◆ **Given request**
Repeat verbatim the lines of the data below, beginning with the line containing "Phrase: ochre wall surface" and continuing to the end.

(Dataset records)
━━━━━━━━━━━━━━━━━━━━━━━━━━━━━━
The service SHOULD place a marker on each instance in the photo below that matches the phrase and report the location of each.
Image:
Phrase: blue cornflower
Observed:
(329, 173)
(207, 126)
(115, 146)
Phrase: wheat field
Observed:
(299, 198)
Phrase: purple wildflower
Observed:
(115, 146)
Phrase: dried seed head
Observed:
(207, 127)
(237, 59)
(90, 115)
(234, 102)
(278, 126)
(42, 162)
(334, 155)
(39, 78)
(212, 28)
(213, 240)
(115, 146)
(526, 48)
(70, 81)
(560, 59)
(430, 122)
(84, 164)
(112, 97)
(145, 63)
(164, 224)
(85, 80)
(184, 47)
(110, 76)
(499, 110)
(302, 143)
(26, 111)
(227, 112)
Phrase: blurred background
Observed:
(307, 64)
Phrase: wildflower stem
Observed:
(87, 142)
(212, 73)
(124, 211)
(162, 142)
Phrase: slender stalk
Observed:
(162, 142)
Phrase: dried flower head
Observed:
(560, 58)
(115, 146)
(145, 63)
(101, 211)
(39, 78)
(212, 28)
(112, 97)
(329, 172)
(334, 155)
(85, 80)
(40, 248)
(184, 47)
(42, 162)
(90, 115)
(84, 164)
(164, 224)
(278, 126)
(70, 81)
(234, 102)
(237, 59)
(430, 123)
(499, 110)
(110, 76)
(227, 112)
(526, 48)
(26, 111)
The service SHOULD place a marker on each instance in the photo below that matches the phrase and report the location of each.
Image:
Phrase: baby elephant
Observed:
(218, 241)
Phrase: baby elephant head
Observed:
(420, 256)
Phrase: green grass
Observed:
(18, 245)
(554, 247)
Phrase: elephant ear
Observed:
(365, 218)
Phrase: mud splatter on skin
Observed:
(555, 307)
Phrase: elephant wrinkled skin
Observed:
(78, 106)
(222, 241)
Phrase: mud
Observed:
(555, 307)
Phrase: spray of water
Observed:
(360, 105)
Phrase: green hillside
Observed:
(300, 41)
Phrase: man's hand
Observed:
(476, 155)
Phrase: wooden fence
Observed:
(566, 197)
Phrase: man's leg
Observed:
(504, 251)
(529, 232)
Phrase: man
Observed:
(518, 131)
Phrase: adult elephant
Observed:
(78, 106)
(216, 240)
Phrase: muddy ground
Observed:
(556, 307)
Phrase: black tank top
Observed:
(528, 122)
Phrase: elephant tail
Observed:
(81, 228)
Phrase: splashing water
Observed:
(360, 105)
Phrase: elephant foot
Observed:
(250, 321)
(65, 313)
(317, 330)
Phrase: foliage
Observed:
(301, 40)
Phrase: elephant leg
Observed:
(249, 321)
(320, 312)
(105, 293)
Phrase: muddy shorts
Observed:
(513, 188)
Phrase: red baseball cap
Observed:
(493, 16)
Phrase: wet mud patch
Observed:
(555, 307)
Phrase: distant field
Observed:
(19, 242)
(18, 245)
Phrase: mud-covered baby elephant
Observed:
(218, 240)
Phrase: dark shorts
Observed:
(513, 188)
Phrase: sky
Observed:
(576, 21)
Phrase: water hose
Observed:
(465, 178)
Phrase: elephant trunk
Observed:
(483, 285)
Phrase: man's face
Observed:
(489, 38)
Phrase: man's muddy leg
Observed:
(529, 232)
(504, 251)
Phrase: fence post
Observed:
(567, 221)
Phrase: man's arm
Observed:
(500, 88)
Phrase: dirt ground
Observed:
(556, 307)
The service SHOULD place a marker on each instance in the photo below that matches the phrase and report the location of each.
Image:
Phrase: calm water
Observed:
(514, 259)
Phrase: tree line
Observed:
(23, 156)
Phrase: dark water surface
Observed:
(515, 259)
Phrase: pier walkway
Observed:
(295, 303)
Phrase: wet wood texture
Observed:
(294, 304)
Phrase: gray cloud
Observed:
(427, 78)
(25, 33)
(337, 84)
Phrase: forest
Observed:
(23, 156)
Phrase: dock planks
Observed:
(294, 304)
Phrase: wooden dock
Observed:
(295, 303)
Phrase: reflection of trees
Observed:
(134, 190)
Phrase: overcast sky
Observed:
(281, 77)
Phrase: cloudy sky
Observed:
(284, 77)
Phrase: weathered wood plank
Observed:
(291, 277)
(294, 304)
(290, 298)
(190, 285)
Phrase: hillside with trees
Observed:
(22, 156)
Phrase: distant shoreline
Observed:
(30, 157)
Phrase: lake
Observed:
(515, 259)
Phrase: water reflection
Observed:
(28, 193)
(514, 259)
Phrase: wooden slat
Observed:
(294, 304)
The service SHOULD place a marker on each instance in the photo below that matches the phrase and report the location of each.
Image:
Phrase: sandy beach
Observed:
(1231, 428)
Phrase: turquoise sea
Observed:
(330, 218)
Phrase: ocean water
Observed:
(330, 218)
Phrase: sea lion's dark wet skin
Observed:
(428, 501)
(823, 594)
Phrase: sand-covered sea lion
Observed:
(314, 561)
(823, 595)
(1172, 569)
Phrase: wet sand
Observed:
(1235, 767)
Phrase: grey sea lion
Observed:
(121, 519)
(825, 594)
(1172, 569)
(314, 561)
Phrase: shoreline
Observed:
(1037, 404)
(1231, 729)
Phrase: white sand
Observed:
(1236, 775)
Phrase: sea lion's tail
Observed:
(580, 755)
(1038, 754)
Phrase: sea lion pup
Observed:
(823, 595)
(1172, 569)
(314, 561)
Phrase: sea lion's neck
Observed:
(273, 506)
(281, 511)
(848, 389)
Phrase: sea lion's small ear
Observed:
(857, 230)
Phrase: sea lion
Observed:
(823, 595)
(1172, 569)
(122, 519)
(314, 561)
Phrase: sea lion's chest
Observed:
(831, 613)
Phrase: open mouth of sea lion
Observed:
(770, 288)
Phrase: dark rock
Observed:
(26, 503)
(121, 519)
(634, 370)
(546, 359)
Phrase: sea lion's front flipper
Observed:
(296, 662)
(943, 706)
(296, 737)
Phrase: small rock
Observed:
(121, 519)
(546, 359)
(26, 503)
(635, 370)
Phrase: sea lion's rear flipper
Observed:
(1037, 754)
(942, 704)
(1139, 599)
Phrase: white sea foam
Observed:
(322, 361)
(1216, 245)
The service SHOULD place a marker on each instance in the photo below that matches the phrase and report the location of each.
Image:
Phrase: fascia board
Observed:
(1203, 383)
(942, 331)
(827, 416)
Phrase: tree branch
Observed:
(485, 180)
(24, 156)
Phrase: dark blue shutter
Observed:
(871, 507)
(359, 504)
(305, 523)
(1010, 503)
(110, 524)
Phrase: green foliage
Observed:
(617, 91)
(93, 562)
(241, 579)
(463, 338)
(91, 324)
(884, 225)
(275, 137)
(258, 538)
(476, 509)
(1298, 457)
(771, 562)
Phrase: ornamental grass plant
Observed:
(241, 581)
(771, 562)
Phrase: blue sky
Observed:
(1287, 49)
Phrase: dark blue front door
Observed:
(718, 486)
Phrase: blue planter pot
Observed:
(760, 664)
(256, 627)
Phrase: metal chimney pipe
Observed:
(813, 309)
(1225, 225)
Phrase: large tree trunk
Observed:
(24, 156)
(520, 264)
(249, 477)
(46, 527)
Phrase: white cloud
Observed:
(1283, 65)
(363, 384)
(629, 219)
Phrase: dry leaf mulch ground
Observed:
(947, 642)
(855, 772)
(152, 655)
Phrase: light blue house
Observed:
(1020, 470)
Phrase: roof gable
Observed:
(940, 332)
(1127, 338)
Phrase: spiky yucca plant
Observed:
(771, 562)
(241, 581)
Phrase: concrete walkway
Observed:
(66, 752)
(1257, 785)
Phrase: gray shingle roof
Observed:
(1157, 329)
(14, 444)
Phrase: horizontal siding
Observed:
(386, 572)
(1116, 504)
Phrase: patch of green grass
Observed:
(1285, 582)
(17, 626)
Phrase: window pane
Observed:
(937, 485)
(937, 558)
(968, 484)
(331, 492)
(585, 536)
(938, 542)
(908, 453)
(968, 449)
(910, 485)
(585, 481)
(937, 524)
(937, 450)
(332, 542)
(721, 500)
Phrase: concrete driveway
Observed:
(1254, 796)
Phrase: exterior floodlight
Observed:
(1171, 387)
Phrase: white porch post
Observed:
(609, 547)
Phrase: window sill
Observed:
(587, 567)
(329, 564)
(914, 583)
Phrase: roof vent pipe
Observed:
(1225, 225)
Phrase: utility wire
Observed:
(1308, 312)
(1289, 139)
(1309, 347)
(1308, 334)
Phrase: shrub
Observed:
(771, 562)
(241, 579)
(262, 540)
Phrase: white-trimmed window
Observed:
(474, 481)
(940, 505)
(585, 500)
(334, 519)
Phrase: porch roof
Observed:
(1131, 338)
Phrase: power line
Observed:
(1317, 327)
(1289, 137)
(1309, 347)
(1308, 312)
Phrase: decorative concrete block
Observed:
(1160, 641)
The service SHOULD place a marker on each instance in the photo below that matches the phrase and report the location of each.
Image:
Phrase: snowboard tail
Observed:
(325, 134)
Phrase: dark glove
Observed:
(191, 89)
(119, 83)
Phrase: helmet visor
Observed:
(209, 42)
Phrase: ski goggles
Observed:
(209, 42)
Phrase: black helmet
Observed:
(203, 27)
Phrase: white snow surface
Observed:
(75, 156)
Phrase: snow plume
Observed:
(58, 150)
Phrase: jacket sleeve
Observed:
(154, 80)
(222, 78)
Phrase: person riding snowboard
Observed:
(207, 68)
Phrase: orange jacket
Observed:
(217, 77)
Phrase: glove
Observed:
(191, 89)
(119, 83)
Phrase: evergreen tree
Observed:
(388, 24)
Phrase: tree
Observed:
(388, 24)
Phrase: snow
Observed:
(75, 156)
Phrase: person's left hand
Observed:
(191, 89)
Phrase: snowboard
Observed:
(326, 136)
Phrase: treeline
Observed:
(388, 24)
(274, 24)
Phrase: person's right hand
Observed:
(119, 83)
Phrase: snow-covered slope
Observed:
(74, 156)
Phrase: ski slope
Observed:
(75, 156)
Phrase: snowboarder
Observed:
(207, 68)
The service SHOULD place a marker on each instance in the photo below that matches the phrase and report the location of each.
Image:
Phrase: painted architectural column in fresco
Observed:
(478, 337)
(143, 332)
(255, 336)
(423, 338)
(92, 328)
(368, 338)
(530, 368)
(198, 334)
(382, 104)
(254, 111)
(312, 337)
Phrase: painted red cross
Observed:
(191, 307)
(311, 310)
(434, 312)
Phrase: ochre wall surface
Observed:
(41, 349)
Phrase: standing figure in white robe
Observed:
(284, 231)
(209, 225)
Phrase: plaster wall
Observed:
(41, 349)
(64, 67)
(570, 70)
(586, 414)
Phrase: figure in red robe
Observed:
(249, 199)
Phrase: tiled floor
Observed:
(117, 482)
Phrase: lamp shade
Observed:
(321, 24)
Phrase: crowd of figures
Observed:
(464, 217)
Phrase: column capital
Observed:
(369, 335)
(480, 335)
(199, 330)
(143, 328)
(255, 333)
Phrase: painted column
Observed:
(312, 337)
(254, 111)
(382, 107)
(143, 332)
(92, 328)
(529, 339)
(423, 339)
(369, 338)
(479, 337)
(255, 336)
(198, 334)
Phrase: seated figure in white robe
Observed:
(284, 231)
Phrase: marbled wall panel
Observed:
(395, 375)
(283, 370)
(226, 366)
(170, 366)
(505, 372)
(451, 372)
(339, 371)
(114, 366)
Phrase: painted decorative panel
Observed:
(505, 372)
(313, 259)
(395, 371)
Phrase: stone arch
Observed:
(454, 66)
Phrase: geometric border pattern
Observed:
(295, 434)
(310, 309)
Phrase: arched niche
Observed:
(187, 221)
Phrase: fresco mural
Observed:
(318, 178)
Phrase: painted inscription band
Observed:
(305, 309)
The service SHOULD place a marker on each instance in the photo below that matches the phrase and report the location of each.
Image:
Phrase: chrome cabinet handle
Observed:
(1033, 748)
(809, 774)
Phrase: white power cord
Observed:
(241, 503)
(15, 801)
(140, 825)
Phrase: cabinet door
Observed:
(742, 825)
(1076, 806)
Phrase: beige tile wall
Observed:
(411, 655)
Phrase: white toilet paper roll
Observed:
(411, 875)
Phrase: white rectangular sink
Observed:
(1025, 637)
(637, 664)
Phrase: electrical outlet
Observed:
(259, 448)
━━━━━━━━━━━━━━━━━━━━━━━━━━━━━━
◆ **Task result**
Phrase: ochre wall surface
Observed:
(41, 349)
Phrase: standing figure in white robe
Observed:
(284, 231)
(209, 225)
Phrase: plaster wall
Observed:
(41, 349)
(64, 67)
(570, 70)
(586, 414)
Phrase: figure in red robe
Observed:
(249, 199)
Phrase: tiled floor
Observed:
(117, 482)
Phrase: lamp shade
Observed:
(321, 24)
Phrase: crowd of figures
Observed:
(464, 217)
Phrase: column capital
Observed:
(369, 335)
(480, 335)
(199, 330)
(143, 328)
(255, 333)
Phrase: painted column
Observed:
(312, 337)
(254, 111)
(382, 107)
(143, 332)
(92, 328)
(529, 339)
(423, 339)
(369, 338)
(479, 337)
(255, 336)
(198, 334)
Phrase: seated figure in white robe
Observed:
(284, 231)
Phrase: marbled wall panel
Observed:
(395, 375)
(283, 370)
(226, 366)
(170, 366)
(505, 372)
(451, 372)
(339, 371)
(114, 366)
Phrase: painted decorative panel
Observed:
(505, 372)
(313, 259)
(395, 371)
Phrase: stone arch
Observed:
(454, 66)
Phrase: geometric border pattern
Observed:
(295, 434)
(310, 309)
Phrase: arched niche
Observed:
(187, 221)
Phrase: fresco mural
Observed:
(318, 178)
Phrase: painted inscription band
Observed:
(305, 309)
The service SHOULD place a marker on each instance in the photo below that matches the phrase and report the location of each.
Image:
Phrase: chrome cabinet handle
Observed:
(1033, 748)
(809, 774)
Phrase: white power cord
Observed:
(241, 503)
(15, 801)
(140, 825)
Phrase: cabinet door
Observed:
(742, 825)
(1076, 806)
Phrase: beige tile wall
Observed:
(411, 655)
Phrase: white toilet paper roll
Observed:
(411, 875)
Phrase: white rectangular sink
Observed:
(1025, 637)
(637, 664)
Phrase: electrical outlet
Observed:
(259, 448)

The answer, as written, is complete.